The expected result is an exact restatement of the data, free of pictures.

[Collected data entries]
^^^^^^^^
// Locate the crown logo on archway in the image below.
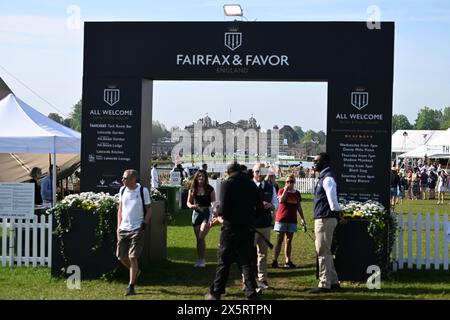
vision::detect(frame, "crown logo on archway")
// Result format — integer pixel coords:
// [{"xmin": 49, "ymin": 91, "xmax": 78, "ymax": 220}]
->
[{"xmin": 224, "ymin": 29, "xmax": 242, "ymax": 51}]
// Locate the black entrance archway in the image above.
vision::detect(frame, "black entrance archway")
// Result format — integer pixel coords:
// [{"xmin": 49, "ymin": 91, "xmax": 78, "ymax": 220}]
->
[{"xmin": 80, "ymin": 21, "xmax": 394, "ymax": 211}]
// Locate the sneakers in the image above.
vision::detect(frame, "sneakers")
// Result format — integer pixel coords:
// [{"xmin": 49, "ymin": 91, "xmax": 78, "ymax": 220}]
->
[
  {"xmin": 258, "ymin": 281, "xmax": 270, "ymax": 290},
  {"xmin": 271, "ymin": 260, "xmax": 278, "ymax": 268},
  {"xmin": 283, "ymin": 261, "xmax": 296, "ymax": 268},
  {"xmin": 308, "ymin": 287, "xmax": 331, "ymax": 294},
  {"xmin": 125, "ymin": 285, "xmax": 135, "ymax": 296},
  {"xmin": 205, "ymin": 292, "xmax": 220, "ymax": 300}
]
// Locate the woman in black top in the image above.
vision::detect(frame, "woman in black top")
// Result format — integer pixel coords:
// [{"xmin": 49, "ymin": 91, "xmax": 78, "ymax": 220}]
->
[
  {"xmin": 29, "ymin": 167, "xmax": 43, "ymax": 205},
  {"xmin": 187, "ymin": 169, "xmax": 216, "ymax": 267}
]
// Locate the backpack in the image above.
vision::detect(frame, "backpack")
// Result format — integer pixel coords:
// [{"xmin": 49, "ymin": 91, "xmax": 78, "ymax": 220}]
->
[{"xmin": 120, "ymin": 185, "xmax": 147, "ymax": 217}]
^^^^^^^^
Result of this exercise:
// Locate the crown logo on archway in the image below.
vision::detect(frame, "crown logo on archway")
// Result format — integer pixel coords:
// [{"xmin": 49, "ymin": 91, "xmax": 78, "ymax": 220}]
->
[{"xmin": 224, "ymin": 29, "xmax": 242, "ymax": 51}]
// Locate the black entrance archway in the image above.
vision::detect(frame, "black entrance archway")
// Result format — integer pixel coords:
// [{"xmin": 49, "ymin": 91, "xmax": 78, "ymax": 220}]
->
[{"xmin": 80, "ymin": 21, "xmax": 394, "ymax": 211}]
// Locate the sneakers in the image above.
vision::detect(frame, "sneakers")
// Result format — integer pixel coords:
// [{"xmin": 49, "ymin": 91, "xmax": 78, "ymax": 220}]
->
[
  {"xmin": 258, "ymin": 281, "xmax": 270, "ymax": 290},
  {"xmin": 271, "ymin": 260, "xmax": 278, "ymax": 268},
  {"xmin": 283, "ymin": 261, "xmax": 296, "ymax": 268},
  {"xmin": 308, "ymin": 287, "xmax": 331, "ymax": 294},
  {"xmin": 125, "ymin": 285, "xmax": 135, "ymax": 296},
  {"xmin": 205, "ymin": 292, "xmax": 220, "ymax": 300}
]
// Locate the woman in black top in the image above.
vision::detect(frame, "woman in black top")
// Result format — integer pixel coords:
// [{"xmin": 49, "ymin": 91, "xmax": 78, "ymax": 220}]
->
[
  {"xmin": 29, "ymin": 167, "xmax": 43, "ymax": 205},
  {"xmin": 187, "ymin": 169, "xmax": 216, "ymax": 267}
]
// Locate the backpack in the image above.
vision::detect(frame, "backpack")
// Result format — integer pixel coords:
// [{"xmin": 49, "ymin": 91, "xmax": 78, "ymax": 220}]
->
[{"xmin": 120, "ymin": 185, "xmax": 147, "ymax": 217}]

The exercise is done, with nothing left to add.